- **DIRECTIONS FOR THIS TASK**: Please transcribe the line with "Target: woman's high heel shoe" and the lines after it through the end of the listing below, keeping both ends and nothing more.

- **GIVEN RECORDS**:
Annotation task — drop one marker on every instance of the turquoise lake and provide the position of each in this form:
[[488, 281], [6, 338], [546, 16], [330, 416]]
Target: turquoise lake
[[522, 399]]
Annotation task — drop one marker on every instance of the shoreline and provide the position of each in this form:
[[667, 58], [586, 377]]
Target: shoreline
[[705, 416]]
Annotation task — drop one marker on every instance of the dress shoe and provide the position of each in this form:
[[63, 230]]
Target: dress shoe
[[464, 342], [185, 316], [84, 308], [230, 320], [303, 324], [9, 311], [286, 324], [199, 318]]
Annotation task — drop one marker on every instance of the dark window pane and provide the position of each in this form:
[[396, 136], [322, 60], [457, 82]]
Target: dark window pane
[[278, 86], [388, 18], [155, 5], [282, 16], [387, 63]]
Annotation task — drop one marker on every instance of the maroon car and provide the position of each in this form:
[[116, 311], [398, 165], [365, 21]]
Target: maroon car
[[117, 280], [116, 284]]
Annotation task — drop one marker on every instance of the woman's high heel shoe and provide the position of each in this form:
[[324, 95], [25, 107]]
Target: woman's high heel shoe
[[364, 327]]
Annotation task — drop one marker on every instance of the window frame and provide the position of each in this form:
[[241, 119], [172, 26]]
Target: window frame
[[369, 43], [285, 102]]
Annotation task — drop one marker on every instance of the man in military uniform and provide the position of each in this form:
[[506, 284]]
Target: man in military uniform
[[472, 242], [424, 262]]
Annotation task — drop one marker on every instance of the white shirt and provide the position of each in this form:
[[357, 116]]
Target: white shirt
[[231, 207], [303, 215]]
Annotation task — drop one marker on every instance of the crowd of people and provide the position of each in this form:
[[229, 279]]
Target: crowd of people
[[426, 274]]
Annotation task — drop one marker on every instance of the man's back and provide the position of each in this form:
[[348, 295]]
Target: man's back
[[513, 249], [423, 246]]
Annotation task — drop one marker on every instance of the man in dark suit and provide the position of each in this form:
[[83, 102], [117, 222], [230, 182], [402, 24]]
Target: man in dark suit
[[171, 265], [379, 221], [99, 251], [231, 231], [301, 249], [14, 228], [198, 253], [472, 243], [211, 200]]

- **COMPLETED TASK**:
Target: woman's high heel shoe
[[364, 327]]
Annotation task — drop one marker on every instance of the window frame and provide the position of each in this form:
[[241, 119], [172, 26]]
Target: window frame
[[369, 43], [285, 102]]
Annotation task — drop one marker on every instance of the man in military uniform and provide the position of each in this form:
[[506, 284]]
Target: man in military uniform
[[472, 242], [424, 262]]
Annotation task — drop one marker on every instance of the white shirt and provide the position of each in this form:
[[357, 116]]
Target: white shirt
[[231, 207], [303, 215]]
Annotation task — drop one marker on every instance of the crowd of people and provide the position of each in this form:
[[229, 279]]
Target: crowd of people
[[426, 274]]
Annotation task — drop one marker on every instance of the man's back and provide the position of each in this form:
[[348, 295]]
Target: man's back
[[513, 249], [423, 246]]
Annotation task — drop one marker on every instance of the man in dark suit and provide the position of each in this form:
[[83, 102], [117, 222], [230, 182], [402, 24]]
Target: man in dark suit
[[171, 265], [379, 221], [99, 251], [231, 231], [301, 249], [14, 228], [198, 253], [472, 243], [211, 200]]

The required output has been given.